▶ TASK OBJECTIVE: Can you reproduce, word for word, the part of the fish tank divider thread starting with "Should I buy" and going on through "any feed back."?

▶ EXCERPTED TEXT:

# How to DIY Divide/Split fish tank?



## xavinovic (May 30, 2012)

I'm trying to Divide/Split a fish tank. I have a few ideas.

I went to home depo and they have some plexiglass that I could use it to split the tank in half but I want to make a hole in the middle so water flows to both sides and cover it with really fine SS mesh that I already have. 

The question is how would I glue or keep the SS mesh cover the hole?

Should I buy 2 plexiglass make the hole in both and glue them together? What can I glue them with so it looks right. 

Has any one done this? 

I'm trying to keep BKK and Red Rubys separate. 

Thanks for any feed back.


----------



## Raaan (Dec 11, 2012)

I would use a piece of filter sponge instead. Get one precut into a cylinder or cut a circular piece about 1/2" thick and with a larger diameter than the hole you're filling, then cut a groove along the outer edge so that you can wedge it into the hole.

Not sure if that translated from my mind well enough to be useful. Haha.


----------



## Diana (Jan 14, 2010)

There is a craft mesh that is available in Michaels and similar stores. It needs a frame, but will allow a lot of water movement between the halves. Such as filter intake on one side and outlet on the other.


----------



## Dr Fishbait (Mar 16, 2013)

You could go to to Swisstropicals.com or Angelsplus.com to buy 2 inch foam as a tank divider. They make it for many tank sizes. It'll also act as additional filtration. I bought some to divide my new 40 breeder to breed rams and hopefully Kribs.

▶ SUPPLIED MATERIAL:
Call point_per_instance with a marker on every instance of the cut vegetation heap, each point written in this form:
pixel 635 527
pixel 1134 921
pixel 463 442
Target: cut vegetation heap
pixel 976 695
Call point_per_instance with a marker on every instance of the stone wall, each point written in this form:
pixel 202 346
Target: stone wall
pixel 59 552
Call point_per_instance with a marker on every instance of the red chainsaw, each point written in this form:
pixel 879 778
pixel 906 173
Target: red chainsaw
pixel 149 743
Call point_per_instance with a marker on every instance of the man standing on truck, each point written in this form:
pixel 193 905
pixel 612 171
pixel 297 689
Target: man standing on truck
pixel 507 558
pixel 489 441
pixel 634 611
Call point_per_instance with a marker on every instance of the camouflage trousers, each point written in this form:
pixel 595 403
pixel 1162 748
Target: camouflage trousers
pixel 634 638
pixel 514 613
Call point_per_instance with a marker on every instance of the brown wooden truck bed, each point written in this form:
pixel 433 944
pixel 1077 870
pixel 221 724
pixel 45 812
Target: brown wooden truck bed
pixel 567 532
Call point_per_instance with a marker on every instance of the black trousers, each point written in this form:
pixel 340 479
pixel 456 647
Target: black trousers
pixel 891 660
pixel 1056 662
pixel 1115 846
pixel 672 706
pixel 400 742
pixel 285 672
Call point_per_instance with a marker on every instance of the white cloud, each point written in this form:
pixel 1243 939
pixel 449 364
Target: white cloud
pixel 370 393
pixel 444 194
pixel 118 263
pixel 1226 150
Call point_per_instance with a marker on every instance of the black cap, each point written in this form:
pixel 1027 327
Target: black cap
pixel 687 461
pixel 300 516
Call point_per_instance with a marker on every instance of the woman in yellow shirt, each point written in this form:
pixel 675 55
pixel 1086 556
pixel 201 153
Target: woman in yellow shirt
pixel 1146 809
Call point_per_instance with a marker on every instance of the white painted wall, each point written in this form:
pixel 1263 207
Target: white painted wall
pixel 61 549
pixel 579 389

▶ PROBLEM SOLUTION:
Should I buy 2 plexiglass make the hole in both and glue them together? What can I glue them with so it looks right. 

Has any one done this? 

I'm trying to keep BKK and Red Rubys separate. 

Thanks for any feed back.